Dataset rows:
....

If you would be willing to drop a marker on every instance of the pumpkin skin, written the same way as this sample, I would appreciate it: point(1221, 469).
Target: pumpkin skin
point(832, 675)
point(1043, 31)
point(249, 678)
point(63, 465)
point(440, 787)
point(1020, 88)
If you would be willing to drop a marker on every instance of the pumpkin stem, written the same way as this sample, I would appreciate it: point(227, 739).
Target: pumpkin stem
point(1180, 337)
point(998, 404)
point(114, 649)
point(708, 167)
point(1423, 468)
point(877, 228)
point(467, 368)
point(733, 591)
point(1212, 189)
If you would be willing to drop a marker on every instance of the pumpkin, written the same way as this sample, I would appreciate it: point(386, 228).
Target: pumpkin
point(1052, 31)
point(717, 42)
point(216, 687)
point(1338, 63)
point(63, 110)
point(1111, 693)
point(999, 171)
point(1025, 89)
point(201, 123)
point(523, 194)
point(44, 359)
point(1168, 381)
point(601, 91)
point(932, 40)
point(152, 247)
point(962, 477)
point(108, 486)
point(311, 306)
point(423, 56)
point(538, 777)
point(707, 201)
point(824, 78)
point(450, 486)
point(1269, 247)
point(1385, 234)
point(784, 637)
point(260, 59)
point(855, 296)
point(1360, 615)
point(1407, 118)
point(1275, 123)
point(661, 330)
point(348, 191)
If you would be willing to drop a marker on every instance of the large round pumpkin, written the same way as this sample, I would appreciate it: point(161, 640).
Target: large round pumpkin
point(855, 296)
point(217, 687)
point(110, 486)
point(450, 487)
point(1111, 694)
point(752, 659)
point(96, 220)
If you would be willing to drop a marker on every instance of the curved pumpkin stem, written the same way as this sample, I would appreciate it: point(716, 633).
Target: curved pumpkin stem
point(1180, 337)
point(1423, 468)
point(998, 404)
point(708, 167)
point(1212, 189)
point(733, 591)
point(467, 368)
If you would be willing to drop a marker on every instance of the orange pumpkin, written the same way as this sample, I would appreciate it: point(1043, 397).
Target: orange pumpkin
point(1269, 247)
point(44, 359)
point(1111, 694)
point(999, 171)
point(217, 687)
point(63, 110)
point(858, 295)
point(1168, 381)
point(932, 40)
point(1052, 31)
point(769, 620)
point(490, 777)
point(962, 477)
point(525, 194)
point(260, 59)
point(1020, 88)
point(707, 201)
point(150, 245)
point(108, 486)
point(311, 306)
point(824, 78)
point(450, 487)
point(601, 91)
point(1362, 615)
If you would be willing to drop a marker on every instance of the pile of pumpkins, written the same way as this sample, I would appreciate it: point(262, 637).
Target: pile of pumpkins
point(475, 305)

....

What is being asked:
Rewrite the records above, changing every "marker" to "pin" and leaving everything else unchanged.

Task response:
If you would be willing to drop a pin on every instance of the pumpkin skin, written the same way as this sample, I would appreciate it: point(1221, 469).
Target: pumpkin skin
point(832, 675)
point(1043, 31)
point(249, 678)
point(63, 465)
point(440, 787)
point(1020, 88)
If you would be willing to drop a pin on every instance of the pumpkin stem, written the same way as this sample, I would appreciate it: point(227, 739).
Target: pumpkin stem
point(1180, 337)
point(998, 404)
point(114, 649)
point(708, 167)
point(1423, 468)
point(877, 228)
point(467, 368)
point(733, 591)
point(1212, 189)
If you would be willing to drop a pin on every instance of the pumpkin, written the same way as this sample, I would appreciate it: point(386, 228).
Target: pumpkin
point(1052, 31)
point(717, 42)
point(216, 687)
point(1338, 63)
point(63, 110)
point(1111, 693)
point(999, 171)
point(1025, 89)
point(201, 123)
point(523, 194)
point(44, 359)
point(1168, 381)
point(601, 91)
point(932, 40)
point(152, 247)
point(962, 477)
point(108, 486)
point(311, 306)
point(423, 56)
point(538, 777)
point(707, 201)
point(824, 78)
point(450, 486)
point(1269, 247)
point(1385, 234)
point(784, 637)
point(260, 59)
point(855, 296)
point(1360, 615)
point(1407, 118)
point(1275, 123)
point(661, 330)
point(348, 191)
If you would be willing to drop a pin on every instance of the large round pumpkin, written the same way as this sample, I would appreciate it: point(161, 640).
Target: large round pumpkin
point(855, 296)
point(217, 687)
point(110, 486)
point(450, 487)
point(1111, 694)
point(752, 659)
point(96, 220)
If you would be willing to drop a pin on every instance of the curved pumpkin stem, written the same way as this sample, I would appreciate it: point(716, 633).
Target: curved pumpkin stem
point(1180, 337)
point(1423, 468)
point(998, 404)
point(708, 167)
point(1212, 189)
point(733, 591)
point(467, 368)
If you would be willing to drop a pin on every instance of the orange pumpkin, written the same way as this sample, I would appreciate it: point(1043, 397).
Target: orange pumpkin
point(1269, 247)
point(44, 359)
point(1111, 694)
point(999, 171)
point(217, 687)
point(63, 110)
point(858, 295)
point(1168, 381)
point(932, 40)
point(1052, 31)
point(769, 620)
point(490, 777)
point(962, 477)
point(525, 194)
point(260, 59)
point(1020, 88)
point(707, 201)
point(150, 245)
point(108, 486)
point(311, 306)
point(824, 78)
point(450, 487)
point(601, 91)
point(1362, 615)
If you would be willing to drop a pin on every instance of the pile of pumpkins, written the same way as this sample, I would appreciate it: point(262, 637).
Target: pile of pumpkins
point(475, 305)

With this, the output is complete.